= What you are asked to do =
Set down the full listing exactly as given. Any pictures are to be left out.

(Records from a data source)
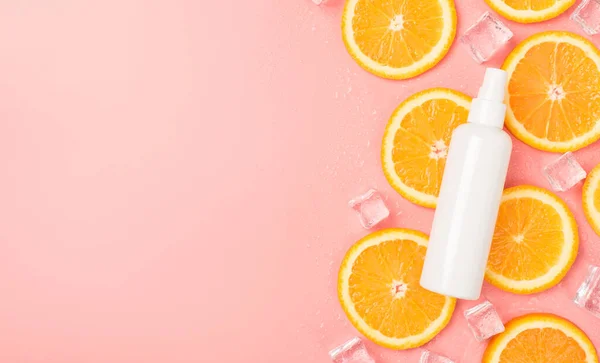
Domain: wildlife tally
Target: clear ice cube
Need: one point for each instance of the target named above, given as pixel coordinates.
(484, 321)
(587, 15)
(564, 173)
(588, 294)
(370, 207)
(485, 37)
(430, 357)
(353, 351)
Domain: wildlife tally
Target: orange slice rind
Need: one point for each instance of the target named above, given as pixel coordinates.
(535, 241)
(553, 88)
(540, 338)
(416, 140)
(398, 39)
(379, 290)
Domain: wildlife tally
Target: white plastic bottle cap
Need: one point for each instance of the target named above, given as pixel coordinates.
(488, 108)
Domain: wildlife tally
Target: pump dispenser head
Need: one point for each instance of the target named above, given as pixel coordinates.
(488, 108)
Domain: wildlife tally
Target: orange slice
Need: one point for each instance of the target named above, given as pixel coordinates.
(416, 141)
(378, 287)
(591, 199)
(530, 11)
(535, 241)
(553, 90)
(398, 39)
(540, 338)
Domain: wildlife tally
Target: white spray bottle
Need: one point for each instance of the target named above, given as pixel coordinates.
(470, 196)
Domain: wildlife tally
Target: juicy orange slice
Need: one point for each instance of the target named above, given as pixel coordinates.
(553, 90)
(530, 11)
(378, 287)
(398, 39)
(591, 198)
(535, 241)
(540, 338)
(416, 141)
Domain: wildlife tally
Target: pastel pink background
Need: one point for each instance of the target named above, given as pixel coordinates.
(175, 177)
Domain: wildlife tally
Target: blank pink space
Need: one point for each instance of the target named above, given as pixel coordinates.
(176, 177)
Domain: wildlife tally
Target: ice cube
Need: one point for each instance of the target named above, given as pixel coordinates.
(353, 351)
(484, 321)
(485, 37)
(370, 208)
(587, 15)
(430, 357)
(564, 173)
(588, 294)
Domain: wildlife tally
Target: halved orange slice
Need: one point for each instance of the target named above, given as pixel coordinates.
(553, 89)
(530, 11)
(591, 199)
(378, 287)
(416, 140)
(398, 39)
(535, 241)
(540, 338)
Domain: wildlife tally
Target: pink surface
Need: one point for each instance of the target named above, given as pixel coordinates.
(175, 180)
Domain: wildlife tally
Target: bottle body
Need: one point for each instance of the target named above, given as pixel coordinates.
(467, 210)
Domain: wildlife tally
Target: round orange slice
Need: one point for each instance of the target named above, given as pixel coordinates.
(398, 39)
(416, 140)
(535, 241)
(378, 287)
(530, 11)
(540, 338)
(553, 88)
(591, 199)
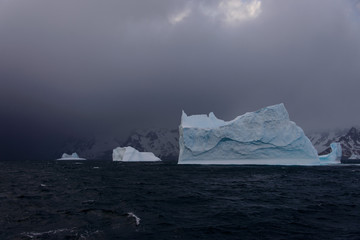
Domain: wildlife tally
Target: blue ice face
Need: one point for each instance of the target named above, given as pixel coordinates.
(265, 136)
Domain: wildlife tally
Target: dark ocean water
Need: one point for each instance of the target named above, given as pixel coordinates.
(100, 199)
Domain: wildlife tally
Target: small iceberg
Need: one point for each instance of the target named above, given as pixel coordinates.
(74, 157)
(130, 154)
(334, 157)
(354, 156)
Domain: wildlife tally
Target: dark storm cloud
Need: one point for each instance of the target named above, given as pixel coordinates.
(126, 64)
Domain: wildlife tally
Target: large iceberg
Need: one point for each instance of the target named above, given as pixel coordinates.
(129, 154)
(73, 156)
(266, 136)
(334, 157)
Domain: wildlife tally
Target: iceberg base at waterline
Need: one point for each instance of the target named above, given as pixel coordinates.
(73, 157)
(334, 157)
(130, 154)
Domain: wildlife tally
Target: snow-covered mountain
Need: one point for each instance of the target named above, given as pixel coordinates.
(348, 138)
(90, 148)
(164, 143)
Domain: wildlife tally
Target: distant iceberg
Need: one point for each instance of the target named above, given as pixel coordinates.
(266, 136)
(130, 154)
(354, 156)
(334, 157)
(73, 156)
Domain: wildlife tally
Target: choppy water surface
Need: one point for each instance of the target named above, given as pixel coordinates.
(112, 200)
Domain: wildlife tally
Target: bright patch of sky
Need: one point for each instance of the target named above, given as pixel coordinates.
(238, 10)
(228, 11)
(180, 16)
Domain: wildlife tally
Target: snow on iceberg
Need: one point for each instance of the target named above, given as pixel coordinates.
(129, 154)
(73, 156)
(334, 157)
(266, 136)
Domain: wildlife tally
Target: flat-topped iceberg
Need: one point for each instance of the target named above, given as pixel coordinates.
(266, 136)
(334, 157)
(73, 156)
(130, 154)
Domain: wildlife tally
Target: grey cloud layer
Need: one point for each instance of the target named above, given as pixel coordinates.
(126, 64)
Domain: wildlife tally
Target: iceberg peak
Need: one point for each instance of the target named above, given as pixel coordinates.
(266, 136)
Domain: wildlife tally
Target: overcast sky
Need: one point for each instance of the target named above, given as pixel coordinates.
(126, 64)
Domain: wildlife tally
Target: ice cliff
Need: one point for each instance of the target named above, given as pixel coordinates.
(73, 156)
(334, 157)
(129, 154)
(266, 136)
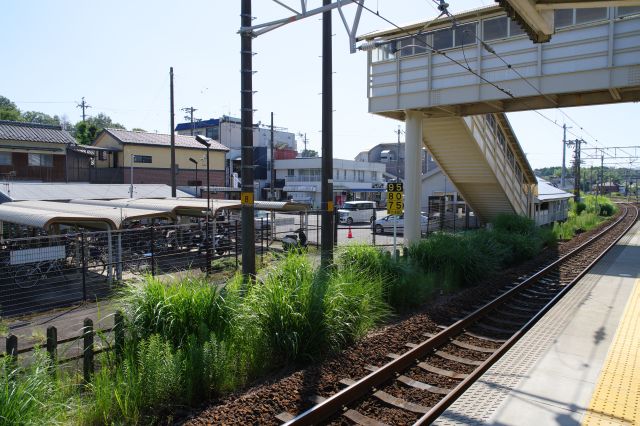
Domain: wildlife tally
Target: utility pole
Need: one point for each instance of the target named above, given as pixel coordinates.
(246, 91)
(564, 155)
(84, 106)
(190, 111)
(273, 175)
(326, 246)
(398, 156)
(576, 165)
(173, 136)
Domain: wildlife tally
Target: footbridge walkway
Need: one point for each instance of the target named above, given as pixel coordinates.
(452, 79)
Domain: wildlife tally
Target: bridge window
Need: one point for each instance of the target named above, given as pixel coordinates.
(465, 34)
(443, 39)
(563, 17)
(628, 10)
(567, 17)
(590, 15)
(515, 29)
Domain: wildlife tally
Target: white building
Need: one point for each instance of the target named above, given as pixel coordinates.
(352, 180)
(226, 130)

= Finished exercise =
Domain: wildlife tally
Target: clear ice cube
Need: one point for each instance of the target named above, given as pixel coordinates.
(484, 321)
(587, 15)
(564, 173)
(588, 294)
(370, 207)
(485, 37)
(430, 357)
(353, 351)
Domain: wildlife tally
Target: orange slice rind
Need: one point for each instance of the target named above, given as pixel coordinates.
(535, 241)
(553, 88)
(540, 338)
(416, 140)
(398, 39)
(379, 290)
Domain: wildlife tally
Target: white plastic bottle cap
Need: one point for each instance of the target named above, given as pixel coordinates.
(488, 108)
Domain: wildlife tally
Target: pump dispenser head
Need: one point for each instance of the target named above, given as pixel coordinates.
(488, 108)
Domain: wildlife tally
Target: orange slice
Need: one point for each instance of the target named above, given as pixel coordinates.
(416, 141)
(378, 287)
(591, 199)
(530, 11)
(535, 241)
(553, 90)
(398, 39)
(540, 338)
Domain: wildlife tally
Target: white spray bottle
Need: one point for each instance of the target named above, given as pixel coordinates.
(470, 196)
Domain: wildlife tally
Target: juicy orange slice
Need: one point for each instance of the target named above, given as pixel coordinates.
(553, 90)
(530, 11)
(378, 287)
(398, 39)
(591, 198)
(535, 241)
(540, 338)
(416, 141)
Domain: wildlife tally
Target: pastel pink background
Need: one point for each instance of the target named above, given as pixel coordinates.
(175, 177)
Domain: wildlife tally
Target: blank pink space
Need: one point for each instance of the target named above, given as pixel coordinates.
(176, 177)
Domain: wildlife tally
Target: ice cube
Need: one point for each instance of the target named above, given as pixel coordinates.
(353, 351)
(484, 321)
(485, 37)
(370, 208)
(587, 15)
(430, 357)
(564, 173)
(588, 294)
Domain: wildlife tally
Target: halved orange slice
Need: one point for each instance of the target named above, given as pixel coordinates.
(553, 89)
(530, 11)
(591, 199)
(378, 287)
(416, 140)
(398, 39)
(535, 241)
(540, 338)
Domain: wildlife tally
Target: pink surface
Need: one point for each instance of the target named above, given as pixel coordinates.
(175, 180)
Domain: wildlife tally
Target: bottle body
Need: one point for each instance of the target named above, given as pixel coordinates.
(467, 210)
Domain: wildlife tally
Target: round orange slice
Need: one point for each instance of the target named above, given as pixel coordinates.
(398, 39)
(416, 140)
(535, 241)
(378, 287)
(530, 11)
(540, 338)
(553, 88)
(591, 199)
Domain: wildlife tally
Target: blue ice face
Need: one point for each instance of the target named above, given as pixel coordinates.
(265, 136)
Domain: wildlife tally
Target: dark ocean water
Need: one point for each instance of the target named above, given as pixel coordinates.
(100, 199)
Domain: wildlife tally
Target: small iceberg
Need: one point for each instance of the target named above, given as pixel coordinates.
(74, 157)
(130, 154)
(334, 157)
(354, 156)
Domain: wildlife tally
Target: dark storm cloud
Need: one point for each instance of the target named above, given as pixel coordinates.
(126, 64)
Domain: wildlife tally
Target: large iceberg
Need: one point for each instance of the target named above, given as pixel coordinates.
(129, 154)
(73, 156)
(266, 136)
(334, 157)
Domain: wildlife tally
Target: iceberg base at waterline
Need: one point for each instance of the target named above, given as pixel coordinates.
(73, 157)
(334, 157)
(130, 154)
Domain: wildlife tally
Target: snow-covered mountain
Need: one point for each instance of the target named above, given as pixel coordinates.
(348, 138)
(90, 148)
(164, 143)
Domain: wildlife tally
Target: distant iceberg
Need: one point for each instance of the target named above, given as pixel coordinates.
(266, 136)
(130, 154)
(354, 156)
(334, 157)
(73, 156)
Domain: wildlife tally
Target: choppy water surface
Need: one point for each instance of the target named above, given as pixel coordinates.
(112, 200)
Domain: wildlife tally
Target: bright patch of sky
Need: one point for each instance of the target named above, given as pixel coordinates.
(238, 10)
(228, 11)
(180, 16)
Domain: wildlife tally
Target: snow on iceberg
Need: one point for each instance of the target named above, given as pixel coordinates.
(129, 154)
(73, 156)
(334, 157)
(266, 136)
Domain: wildlife tally
Target: flat-topped iceberg
Need: one point for each instance of the target named above, given as pixel coordinates.
(266, 136)
(334, 157)
(73, 156)
(130, 154)
Domain: wildlife tally
Target: grey cloud layer
Need: one point for each instance of the target named above, given as pixel coordinates.
(126, 64)
Domain: wildlife tally
Target: iceberg peak
Need: one point for each instance of the target named above, given as pixel coordinates.
(266, 136)
Domain: wildlife tally
Target: overcast sky
Need: one point for each instance of the target named above, given as pixel coordinates.
(126, 64)
Domain: wildlife tally
Target: ice cliff
Need: one point for each instance of the target named above, given as pixel coordinates.
(73, 156)
(334, 157)
(129, 154)
(266, 136)
Domain: wildlife tally
Target: utility pole
Need: one point for each instance of the target named above, given as pixel coordinates.
(246, 91)
(564, 155)
(84, 106)
(190, 111)
(273, 175)
(326, 246)
(398, 156)
(576, 165)
(173, 136)
Domain: wildlife tally
Target: footbridge walkway
Need: one point for each instance of the target named above, given as pixel coordinates.
(452, 79)
Domain: wildlife tally
Target: bridge window
Need: one point for each instance of the target named above, given as pixel coordinates.
(465, 34)
(443, 39)
(563, 17)
(628, 10)
(567, 17)
(590, 15)
(515, 29)
Domain: wildlife tally
Target: white building
Need: one point for each instance of the target named above, given as pixel coordinates.
(352, 180)
(226, 130)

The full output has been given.